## Stored data
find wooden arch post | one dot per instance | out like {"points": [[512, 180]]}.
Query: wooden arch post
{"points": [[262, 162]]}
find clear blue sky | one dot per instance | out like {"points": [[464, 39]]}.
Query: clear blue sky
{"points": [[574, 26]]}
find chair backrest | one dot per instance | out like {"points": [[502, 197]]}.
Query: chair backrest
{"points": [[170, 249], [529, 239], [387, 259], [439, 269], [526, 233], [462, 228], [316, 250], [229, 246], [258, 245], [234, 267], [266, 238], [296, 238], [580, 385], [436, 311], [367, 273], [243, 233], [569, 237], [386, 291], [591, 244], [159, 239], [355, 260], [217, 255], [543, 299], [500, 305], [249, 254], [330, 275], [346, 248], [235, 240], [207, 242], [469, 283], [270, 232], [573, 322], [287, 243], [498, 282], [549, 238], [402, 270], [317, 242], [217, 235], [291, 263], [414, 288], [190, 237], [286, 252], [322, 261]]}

## AIM OF THE TASK
Each line of the listing should be copied exactly.

## ANSWER BELOW
find wooden arch post | one dot per instance | out like {"points": [[512, 180]]}.
Query: wooden arch post
{"points": [[262, 162]]}
find clear blue sky | one dot per instance | out like {"points": [[464, 39]]}.
Query: clear blue sky
{"points": [[574, 26]]}
find chair backrest | one dot per instance | out like {"points": [[502, 197]]}.
Query: chair backrest
{"points": [[170, 249], [529, 239], [387, 259], [439, 269], [526, 233], [462, 228], [316, 250], [229, 246], [258, 245], [234, 267], [266, 238], [296, 238], [580, 385], [436, 311], [367, 273], [243, 233], [569, 237], [386, 291], [591, 244], [159, 239], [355, 260], [217, 255], [543, 299], [500, 305], [249, 254], [330, 275], [346, 248], [235, 240], [207, 242], [469, 283], [270, 232], [573, 322], [287, 243], [498, 282], [549, 238], [402, 270], [317, 242], [217, 235], [291, 263], [414, 288], [190, 237], [286, 252], [322, 261]]}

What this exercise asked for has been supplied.